Monday, March 7, 2016

Anglicans and Culture


Seeing the disputes, arguments, and disagreements among Episcopalians and other Anglicans in North America from the political and social divides of our society, between liberal and conservative, or in church language, progressive and orthodox fails to help us understand the different ways Anglicans view ourselves today.  I believe a better model is to remember Richard Niebuhr’s classic work on Christ and Culture and view our current situation in how we differ in the way we see our relationship to our culture.  

First, let me explore a little background to this issue.  1965 marks a significant year for Anglicanism in North America.  Historians often use this date as “the end of the Protestant Era.”  It marks the point in society were the assumption of a broad mainline Protestant consensus gave way to an emerging secular one.  Interestingly, almost all former mainline denominations can measure their numerical decline as starting in that year.  This is true of the Episcopal Church.  In 1965, the denomination reached its largest membership of 3.6 million.  From that year onward, it has been in steady decline with just under a million members today. The first decade and a half of this century has seen an accelerating decline of TEC and the formation of the Anglicans in North America (ACNA) made up of many former members of TEC and a coalition of varying Anglican spinoff groups.   

Before 1965 there were different styles and expressions of Anglicanism, high, low, and broad Church, but these still fit within the cultural context of the era and were mostly congruent with culture and an extension of historic Christendom.  While we Anglicans have never been the State Church in the U.S., we have understood ourselves to be the State Church of the highly educated including artists and political leaders.  Of course, another less kind way of saying this is that we have seen ourselves as the church of the cultural elite.  We were the Church of Presidents and the Country Club, and we remain the most highly educated denomination.  

Because of our close ties to higher education, Episcopalians are greatly influenced by the trends there, and especially those Universities that are the current cutting edge of secularism.  Hence the emergence of secularism deeply affected our sense of identity.  One only need remember the enthusiastic string of books in the mid 60’s that heralded this new trend, books like Harvey Cox’s The Secular City.  Of course, in light of the harsh realities for mainline churches in late 20th century, these books strike us today as simplistic and na├»ve.

• _Dataset content_:
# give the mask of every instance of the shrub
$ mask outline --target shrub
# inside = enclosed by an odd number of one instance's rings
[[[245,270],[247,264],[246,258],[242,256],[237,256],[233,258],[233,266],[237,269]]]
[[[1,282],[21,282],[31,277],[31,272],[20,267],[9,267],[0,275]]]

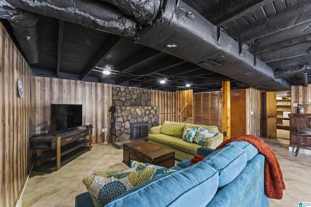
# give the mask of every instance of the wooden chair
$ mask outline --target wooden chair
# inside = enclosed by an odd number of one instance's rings
[[[301,143],[301,136],[304,138],[311,139],[311,115],[294,114],[294,115],[297,125],[297,149],[296,157],[299,152],[301,144],[307,144]]]

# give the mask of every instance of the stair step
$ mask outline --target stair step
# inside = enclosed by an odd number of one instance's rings
[[[185,117],[185,120],[183,121],[182,122],[192,124],[193,123],[193,119],[192,117]]]

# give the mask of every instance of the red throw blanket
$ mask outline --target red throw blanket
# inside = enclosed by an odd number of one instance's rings
[[[283,174],[276,157],[272,149],[260,138],[255,135],[244,135],[229,139],[218,146],[215,150],[224,147],[227,143],[234,141],[245,141],[251,143],[258,149],[259,153],[265,158],[264,192],[270,198],[281,199],[285,184]]]

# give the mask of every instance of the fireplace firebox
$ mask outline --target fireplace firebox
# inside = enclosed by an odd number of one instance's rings
[[[130,140],[136,141],[148,138],[148,122],[130,123]]]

• _Description of the task_: Reproduce the entire passage on Anglicans and culture word for word. Work only from the passage on Anglicans and culture; the listing plays no part.

• _Task answer_:
Monday, March 7, 2016

Anglicans and Culture


Seeing the disputes, arguments, and disagreements among Episcopalians and other Anglicans in North America from the political and social divides of our society, between liberal and conservative, or in church language, progressive and orthodox fails to help us understand the different ways Anglicans view ourselves today.  I believe a better model is to remember Richard Niebuhr’s classic work on Christ and Culture and view our current situation in how we differ in the way we see our relationship to our culture.  

First, let me explore a little background to this issue.  1965 marks a significant year for Anglicanism in North America.  Historians often use this date as “the end of the Protestant Era.”  It marks the point in society were the assumption of a broad mainline Protestant consensus gave way to an emerging secular one.  Interestingly, almost all former mainline denominations can measure their numerical decline as starting in that year.  This is true of the Episcopal Church.  In 1965, the denomination reached its largest membership of 3.6 million.  From that year onward, it has been in steady decline with just under a million members today. The first decade and a half of this century has seen an accelerating decline of TEC and the formation of the Anglicans in North America (ACNA) made up of many former members of TEC and a coalition of varying Anglican spinoff groups.   

Before 1965 there were different styles and expressions of Anglicanism, high, low, and broad Church, but these still fit within the cultural context of the era and were mostly congruent with culture and an extension of historic Christendom.  While we Anglicans have never been the State Church in the U.S., we have understood ourselves to be the State Church of the highly educated including artists and political leaders.  Of course, another less kind way of saying this is that we have seen ourselves as the church of the cultural elite.  We were the Church of Presidents and the Country Club, and we remain the most highly educated denomination.  

Because of our close ties to higher education, Episcopalians are greatly influenced by the trends there, and especially those Universities that are the current cutting edge of secularism.  Hence the emergence of secularism deeply affected our sense of identity.  One only need remember the enthusiastic string of books in the mid 60’s that heralded this new trend, books like Harvey Cox’s The Secular City.  Of course, in light of the harsh realities for mainline churches in late 20th century, these books strike us today as simplistic and na├»ve.